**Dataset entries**
* * * * * * * * *
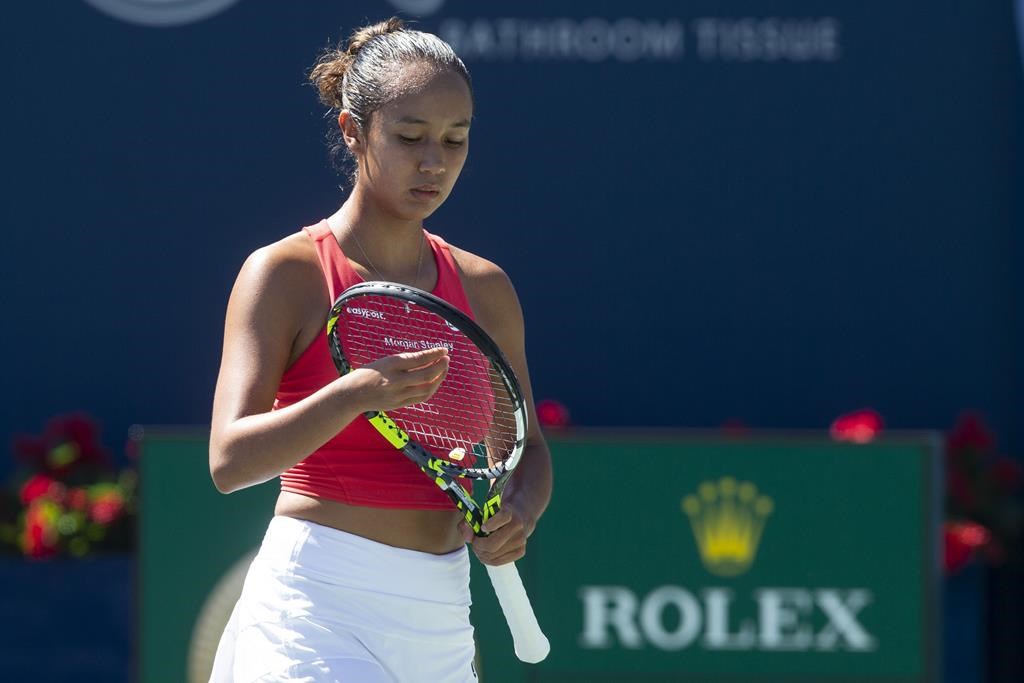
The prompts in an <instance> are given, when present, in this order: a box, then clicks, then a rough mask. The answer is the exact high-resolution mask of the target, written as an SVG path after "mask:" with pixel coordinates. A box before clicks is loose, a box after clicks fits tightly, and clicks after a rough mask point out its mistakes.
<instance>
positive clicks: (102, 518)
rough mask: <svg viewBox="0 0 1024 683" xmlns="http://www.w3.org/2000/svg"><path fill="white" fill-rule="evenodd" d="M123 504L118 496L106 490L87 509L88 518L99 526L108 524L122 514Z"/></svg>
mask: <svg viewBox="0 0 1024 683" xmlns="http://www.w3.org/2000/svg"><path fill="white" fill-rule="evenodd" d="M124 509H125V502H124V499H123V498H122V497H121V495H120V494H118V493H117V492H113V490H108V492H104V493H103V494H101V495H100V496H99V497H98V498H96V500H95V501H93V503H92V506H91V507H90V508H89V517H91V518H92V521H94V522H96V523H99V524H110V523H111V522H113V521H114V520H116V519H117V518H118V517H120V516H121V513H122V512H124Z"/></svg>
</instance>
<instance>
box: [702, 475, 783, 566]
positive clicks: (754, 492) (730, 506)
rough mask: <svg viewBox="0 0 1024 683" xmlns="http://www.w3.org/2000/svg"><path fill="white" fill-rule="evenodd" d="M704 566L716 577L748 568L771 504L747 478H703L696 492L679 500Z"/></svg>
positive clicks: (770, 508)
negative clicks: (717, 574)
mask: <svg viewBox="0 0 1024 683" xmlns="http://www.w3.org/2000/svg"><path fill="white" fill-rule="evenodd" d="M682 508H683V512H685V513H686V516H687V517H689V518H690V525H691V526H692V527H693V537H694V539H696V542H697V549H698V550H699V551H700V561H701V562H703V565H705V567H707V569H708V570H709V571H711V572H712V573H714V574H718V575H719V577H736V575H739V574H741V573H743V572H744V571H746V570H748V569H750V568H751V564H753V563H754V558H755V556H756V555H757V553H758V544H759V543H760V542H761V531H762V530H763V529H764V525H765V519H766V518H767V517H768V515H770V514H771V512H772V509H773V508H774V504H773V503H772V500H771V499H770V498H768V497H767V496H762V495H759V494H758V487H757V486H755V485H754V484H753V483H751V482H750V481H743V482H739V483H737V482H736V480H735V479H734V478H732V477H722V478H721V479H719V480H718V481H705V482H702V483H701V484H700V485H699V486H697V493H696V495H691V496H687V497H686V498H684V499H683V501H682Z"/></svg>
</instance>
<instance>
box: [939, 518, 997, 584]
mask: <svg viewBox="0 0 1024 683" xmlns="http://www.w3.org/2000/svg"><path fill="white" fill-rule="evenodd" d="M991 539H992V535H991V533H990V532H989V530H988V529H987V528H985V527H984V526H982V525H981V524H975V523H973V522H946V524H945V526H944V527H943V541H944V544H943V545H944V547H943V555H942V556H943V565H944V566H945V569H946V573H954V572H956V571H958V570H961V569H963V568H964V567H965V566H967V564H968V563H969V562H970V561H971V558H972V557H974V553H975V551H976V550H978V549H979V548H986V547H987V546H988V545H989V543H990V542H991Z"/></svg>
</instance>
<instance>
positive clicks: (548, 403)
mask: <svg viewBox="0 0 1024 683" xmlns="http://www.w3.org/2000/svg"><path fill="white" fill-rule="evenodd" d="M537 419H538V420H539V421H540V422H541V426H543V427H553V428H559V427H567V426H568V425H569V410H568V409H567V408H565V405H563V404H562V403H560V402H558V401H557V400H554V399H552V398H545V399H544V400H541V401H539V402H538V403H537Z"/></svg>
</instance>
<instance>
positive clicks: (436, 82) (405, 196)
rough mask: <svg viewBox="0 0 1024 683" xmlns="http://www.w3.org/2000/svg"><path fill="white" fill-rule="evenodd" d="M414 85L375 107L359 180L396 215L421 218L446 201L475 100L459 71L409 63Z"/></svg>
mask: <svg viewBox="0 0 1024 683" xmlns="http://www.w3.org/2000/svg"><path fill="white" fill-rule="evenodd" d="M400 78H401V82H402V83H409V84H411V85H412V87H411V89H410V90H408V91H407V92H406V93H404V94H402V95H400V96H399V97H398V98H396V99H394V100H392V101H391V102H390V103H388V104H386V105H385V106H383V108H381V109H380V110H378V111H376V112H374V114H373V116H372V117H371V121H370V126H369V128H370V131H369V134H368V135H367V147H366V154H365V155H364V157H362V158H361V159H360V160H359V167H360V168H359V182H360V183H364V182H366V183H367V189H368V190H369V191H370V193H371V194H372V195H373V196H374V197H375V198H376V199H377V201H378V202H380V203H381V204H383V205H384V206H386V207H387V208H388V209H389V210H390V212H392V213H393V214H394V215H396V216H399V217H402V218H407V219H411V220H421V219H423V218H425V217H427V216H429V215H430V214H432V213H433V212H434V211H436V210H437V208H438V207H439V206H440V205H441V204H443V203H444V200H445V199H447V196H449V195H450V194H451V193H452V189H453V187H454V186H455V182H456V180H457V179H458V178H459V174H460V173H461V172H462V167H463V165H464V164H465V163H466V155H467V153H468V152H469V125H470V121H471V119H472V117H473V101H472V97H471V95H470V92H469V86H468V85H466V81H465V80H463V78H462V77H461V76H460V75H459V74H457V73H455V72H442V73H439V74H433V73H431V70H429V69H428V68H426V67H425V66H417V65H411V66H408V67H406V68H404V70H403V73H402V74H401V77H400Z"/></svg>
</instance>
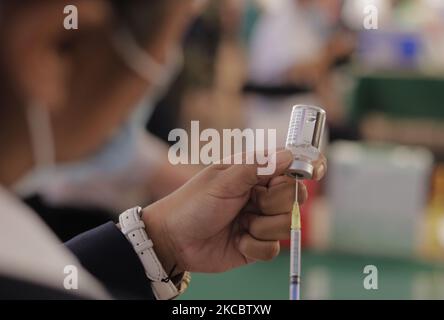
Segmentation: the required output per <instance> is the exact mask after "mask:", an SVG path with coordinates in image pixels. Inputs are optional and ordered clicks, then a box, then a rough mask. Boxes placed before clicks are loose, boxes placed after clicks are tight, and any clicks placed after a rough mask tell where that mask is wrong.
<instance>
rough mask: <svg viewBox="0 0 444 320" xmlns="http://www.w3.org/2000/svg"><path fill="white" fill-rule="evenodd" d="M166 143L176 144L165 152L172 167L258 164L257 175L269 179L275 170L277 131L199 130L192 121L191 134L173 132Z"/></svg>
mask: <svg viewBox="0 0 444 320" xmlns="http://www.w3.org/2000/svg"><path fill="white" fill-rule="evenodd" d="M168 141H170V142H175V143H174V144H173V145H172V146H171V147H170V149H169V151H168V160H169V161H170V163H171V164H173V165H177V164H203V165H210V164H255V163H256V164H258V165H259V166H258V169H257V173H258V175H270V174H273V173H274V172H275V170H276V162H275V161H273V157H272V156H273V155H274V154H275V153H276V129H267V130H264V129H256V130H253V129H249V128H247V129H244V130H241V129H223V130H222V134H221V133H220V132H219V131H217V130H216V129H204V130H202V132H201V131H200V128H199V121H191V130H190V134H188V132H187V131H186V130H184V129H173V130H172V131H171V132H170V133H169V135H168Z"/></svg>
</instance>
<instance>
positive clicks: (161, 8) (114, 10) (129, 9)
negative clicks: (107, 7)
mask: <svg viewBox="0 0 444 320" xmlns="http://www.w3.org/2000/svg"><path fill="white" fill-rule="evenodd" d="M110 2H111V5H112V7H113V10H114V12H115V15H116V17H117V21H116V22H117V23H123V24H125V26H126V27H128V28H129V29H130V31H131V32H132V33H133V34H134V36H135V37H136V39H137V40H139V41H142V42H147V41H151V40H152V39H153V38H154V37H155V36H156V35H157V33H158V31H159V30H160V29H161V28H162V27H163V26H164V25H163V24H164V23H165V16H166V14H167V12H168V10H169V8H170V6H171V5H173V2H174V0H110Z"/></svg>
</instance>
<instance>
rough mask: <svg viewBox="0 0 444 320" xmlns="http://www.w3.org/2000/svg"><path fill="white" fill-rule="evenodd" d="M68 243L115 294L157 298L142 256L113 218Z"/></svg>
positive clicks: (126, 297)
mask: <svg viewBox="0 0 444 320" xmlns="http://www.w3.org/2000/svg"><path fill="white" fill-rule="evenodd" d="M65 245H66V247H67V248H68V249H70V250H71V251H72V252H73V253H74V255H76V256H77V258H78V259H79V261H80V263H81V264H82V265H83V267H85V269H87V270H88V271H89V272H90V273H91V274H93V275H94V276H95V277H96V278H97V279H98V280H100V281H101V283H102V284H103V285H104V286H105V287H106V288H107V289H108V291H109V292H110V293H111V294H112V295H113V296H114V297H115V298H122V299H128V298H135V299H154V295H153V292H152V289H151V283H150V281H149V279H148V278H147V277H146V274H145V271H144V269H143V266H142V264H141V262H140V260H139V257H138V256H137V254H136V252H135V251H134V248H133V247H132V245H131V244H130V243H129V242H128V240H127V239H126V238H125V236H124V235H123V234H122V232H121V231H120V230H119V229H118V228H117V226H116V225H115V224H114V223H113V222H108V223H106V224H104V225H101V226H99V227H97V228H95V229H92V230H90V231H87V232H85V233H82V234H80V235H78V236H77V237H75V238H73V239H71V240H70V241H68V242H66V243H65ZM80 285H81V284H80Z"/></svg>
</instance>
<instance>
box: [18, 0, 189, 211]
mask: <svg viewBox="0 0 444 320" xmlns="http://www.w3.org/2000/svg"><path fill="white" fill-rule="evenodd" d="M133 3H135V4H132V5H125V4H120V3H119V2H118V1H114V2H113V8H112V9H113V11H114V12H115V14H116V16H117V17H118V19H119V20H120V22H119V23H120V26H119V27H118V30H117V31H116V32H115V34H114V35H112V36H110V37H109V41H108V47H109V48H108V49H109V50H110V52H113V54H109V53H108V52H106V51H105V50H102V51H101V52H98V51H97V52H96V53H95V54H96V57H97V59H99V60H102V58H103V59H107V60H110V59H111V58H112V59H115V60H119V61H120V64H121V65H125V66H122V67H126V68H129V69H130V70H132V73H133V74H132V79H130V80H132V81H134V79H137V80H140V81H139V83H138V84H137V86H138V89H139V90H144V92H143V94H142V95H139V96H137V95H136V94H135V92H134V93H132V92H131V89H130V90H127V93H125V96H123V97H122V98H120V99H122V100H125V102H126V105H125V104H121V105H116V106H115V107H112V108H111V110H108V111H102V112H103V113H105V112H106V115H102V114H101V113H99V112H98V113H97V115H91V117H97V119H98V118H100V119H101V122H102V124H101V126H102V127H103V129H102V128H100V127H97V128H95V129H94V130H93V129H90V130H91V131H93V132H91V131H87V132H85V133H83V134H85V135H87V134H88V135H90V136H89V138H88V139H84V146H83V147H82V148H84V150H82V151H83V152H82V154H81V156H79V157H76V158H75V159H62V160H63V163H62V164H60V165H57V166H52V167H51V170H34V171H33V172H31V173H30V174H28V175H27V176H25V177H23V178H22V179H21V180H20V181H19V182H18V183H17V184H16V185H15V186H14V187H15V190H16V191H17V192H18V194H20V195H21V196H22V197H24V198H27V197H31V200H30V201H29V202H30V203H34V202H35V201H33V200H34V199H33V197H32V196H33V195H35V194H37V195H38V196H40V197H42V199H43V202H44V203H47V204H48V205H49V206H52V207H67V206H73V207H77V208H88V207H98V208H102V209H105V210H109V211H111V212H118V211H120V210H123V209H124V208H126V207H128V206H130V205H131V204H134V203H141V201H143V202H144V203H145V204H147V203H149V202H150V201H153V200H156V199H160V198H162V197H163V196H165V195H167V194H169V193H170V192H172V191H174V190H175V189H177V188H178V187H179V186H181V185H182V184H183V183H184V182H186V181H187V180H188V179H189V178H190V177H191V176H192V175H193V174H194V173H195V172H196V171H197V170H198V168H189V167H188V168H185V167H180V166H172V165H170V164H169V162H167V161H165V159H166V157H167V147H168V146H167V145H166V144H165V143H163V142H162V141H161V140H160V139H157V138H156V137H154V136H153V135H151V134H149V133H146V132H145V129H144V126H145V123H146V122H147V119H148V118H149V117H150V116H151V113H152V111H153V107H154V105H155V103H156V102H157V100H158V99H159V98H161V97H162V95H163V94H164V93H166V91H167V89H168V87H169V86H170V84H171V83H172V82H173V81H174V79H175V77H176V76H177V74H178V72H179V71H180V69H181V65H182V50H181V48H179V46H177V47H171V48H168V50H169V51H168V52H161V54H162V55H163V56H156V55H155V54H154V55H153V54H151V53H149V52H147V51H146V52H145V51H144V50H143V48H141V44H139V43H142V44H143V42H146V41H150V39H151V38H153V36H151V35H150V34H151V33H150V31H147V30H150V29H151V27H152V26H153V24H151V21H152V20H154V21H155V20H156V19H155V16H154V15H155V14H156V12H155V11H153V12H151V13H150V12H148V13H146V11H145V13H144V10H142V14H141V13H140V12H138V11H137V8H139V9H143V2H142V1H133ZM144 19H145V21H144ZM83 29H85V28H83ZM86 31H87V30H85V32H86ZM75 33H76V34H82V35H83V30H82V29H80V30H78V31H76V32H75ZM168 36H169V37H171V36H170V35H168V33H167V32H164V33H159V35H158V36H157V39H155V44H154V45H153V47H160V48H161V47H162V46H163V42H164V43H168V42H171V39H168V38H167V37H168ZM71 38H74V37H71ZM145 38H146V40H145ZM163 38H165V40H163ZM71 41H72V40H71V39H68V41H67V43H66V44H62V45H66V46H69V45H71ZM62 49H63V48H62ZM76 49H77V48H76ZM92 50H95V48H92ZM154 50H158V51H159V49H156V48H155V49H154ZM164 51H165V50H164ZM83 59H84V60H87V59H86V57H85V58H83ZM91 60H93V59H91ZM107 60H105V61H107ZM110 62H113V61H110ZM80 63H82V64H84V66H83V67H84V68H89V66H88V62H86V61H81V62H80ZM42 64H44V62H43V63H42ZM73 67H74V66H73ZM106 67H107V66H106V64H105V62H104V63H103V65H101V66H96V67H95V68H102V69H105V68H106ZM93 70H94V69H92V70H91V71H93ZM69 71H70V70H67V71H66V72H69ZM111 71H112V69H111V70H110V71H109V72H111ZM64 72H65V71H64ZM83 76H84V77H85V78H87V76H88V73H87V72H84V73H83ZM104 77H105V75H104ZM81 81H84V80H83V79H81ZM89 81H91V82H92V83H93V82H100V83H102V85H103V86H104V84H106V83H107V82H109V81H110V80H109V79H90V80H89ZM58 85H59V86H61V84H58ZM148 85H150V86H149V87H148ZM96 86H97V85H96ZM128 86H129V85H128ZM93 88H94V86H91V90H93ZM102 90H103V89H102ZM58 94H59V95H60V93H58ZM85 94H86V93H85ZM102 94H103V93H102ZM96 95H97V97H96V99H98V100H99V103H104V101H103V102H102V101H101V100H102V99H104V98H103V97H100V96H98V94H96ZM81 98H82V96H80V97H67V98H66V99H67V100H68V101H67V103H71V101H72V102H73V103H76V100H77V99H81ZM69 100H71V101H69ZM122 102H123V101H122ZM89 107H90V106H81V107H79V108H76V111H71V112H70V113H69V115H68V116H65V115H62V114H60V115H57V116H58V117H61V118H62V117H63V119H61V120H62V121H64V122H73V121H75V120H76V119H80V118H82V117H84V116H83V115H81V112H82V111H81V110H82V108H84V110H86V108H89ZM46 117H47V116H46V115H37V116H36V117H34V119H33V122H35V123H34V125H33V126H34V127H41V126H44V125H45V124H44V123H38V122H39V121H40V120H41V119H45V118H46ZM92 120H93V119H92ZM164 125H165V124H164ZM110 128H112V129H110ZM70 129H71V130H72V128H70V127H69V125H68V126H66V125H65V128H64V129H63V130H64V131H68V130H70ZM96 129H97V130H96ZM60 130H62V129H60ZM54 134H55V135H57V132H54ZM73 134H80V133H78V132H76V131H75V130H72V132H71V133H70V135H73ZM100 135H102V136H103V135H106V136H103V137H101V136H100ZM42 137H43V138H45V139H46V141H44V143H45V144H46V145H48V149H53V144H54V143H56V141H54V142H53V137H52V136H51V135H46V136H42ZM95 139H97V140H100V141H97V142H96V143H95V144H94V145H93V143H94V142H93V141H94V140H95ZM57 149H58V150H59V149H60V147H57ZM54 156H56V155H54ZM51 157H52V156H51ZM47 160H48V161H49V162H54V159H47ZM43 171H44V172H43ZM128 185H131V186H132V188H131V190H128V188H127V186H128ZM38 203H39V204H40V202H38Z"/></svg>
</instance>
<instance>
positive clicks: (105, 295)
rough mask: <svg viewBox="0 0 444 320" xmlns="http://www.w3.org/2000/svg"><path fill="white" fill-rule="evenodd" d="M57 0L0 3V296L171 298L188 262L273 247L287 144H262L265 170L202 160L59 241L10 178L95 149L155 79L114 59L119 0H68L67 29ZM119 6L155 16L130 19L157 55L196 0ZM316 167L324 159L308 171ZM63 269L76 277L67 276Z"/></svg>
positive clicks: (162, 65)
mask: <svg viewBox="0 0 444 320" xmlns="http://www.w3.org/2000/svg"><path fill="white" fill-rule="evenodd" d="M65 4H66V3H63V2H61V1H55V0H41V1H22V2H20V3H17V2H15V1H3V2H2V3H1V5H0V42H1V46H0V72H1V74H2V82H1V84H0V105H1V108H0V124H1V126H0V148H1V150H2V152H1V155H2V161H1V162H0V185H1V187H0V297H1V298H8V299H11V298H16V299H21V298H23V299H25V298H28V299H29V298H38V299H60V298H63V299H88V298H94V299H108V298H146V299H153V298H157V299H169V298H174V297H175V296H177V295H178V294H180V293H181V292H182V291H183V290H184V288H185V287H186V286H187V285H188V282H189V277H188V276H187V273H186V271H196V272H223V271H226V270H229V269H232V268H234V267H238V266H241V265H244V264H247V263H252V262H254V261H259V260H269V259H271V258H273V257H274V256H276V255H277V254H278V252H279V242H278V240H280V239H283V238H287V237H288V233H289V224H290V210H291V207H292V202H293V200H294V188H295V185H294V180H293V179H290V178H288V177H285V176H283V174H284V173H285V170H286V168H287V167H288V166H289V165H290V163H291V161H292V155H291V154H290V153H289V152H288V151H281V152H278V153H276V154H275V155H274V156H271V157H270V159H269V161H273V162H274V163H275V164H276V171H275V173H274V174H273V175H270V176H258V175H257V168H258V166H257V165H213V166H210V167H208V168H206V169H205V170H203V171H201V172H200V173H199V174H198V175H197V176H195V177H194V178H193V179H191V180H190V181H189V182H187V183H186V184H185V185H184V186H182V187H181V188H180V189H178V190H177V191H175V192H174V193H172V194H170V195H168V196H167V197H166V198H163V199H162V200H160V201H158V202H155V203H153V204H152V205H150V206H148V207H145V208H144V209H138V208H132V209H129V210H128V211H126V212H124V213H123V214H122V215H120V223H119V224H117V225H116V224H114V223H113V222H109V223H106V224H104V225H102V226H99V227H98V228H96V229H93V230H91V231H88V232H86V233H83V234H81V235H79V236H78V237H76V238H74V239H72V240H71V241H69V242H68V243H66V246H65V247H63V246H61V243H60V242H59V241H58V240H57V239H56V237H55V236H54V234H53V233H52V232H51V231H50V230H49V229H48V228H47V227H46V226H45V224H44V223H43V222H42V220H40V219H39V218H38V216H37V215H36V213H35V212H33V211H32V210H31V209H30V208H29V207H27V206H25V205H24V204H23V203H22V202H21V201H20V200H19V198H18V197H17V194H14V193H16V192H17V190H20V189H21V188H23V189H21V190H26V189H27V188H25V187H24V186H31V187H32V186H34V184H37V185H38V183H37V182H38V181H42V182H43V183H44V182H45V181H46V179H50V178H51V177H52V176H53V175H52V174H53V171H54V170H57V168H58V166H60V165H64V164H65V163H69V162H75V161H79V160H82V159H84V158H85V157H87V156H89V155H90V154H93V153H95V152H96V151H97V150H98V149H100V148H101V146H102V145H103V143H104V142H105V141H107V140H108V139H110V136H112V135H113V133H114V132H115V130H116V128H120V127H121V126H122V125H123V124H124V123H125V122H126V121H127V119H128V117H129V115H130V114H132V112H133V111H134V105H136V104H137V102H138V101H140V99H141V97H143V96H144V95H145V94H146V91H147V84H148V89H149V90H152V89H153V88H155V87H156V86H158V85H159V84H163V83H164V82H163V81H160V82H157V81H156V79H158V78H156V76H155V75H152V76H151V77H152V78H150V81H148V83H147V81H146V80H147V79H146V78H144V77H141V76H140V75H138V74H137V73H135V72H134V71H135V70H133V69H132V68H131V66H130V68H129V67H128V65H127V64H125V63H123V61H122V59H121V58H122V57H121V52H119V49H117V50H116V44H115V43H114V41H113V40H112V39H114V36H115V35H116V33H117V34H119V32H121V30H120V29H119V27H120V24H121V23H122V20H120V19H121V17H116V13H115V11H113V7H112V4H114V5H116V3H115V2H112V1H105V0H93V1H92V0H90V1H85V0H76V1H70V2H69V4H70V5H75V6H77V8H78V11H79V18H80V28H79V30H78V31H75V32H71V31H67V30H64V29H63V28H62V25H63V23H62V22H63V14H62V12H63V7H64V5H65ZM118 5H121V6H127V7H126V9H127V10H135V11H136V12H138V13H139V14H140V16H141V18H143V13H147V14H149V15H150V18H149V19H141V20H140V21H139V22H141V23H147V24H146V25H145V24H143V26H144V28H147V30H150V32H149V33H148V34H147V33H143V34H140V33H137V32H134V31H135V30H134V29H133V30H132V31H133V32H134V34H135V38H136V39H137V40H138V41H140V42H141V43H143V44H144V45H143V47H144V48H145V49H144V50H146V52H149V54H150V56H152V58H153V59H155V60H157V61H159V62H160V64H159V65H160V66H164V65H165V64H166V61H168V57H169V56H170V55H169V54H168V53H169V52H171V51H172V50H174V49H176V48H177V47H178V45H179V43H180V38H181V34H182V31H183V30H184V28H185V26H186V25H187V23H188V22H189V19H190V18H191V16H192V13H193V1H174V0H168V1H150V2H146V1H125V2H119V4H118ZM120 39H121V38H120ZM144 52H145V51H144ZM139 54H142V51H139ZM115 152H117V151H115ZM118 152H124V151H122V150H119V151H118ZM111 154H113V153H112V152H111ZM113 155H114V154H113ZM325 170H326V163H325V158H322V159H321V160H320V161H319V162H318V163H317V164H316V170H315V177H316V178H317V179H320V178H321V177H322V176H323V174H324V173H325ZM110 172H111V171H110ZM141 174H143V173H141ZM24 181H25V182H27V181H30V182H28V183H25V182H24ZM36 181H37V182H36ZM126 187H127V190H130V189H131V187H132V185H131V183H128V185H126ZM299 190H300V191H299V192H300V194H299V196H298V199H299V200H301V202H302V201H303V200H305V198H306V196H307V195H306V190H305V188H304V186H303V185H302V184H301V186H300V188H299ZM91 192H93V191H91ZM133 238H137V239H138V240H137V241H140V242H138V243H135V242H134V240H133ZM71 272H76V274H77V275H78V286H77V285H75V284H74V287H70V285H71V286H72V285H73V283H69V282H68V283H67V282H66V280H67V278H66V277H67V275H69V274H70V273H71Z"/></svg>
* * * * * * * * *
Which lines hold the string "coordinates"? Copy all of them from the data above.

The prompts in an <instance> are given, when present, in this order: a box, then clicks, then a rough mask. The answer is the exact high-resolution mask of the target, written as an SVG path after "mask:" with pixel coordinates. A box before clicks is loose, a box after clicks fits tightly, and clicks after a rough mask point out its mistakes.
Segmentation: the required output per <instance> is the exact mask after "mask:", an SVG path with coordinates in image pixels. Inputs are optional and ordered clicks, then a box, then a rough mask. Boxes placed before clicks are loose, boxes placed after clicks are tight, and any clicks placed after a rough mask tell where that mask is wrong.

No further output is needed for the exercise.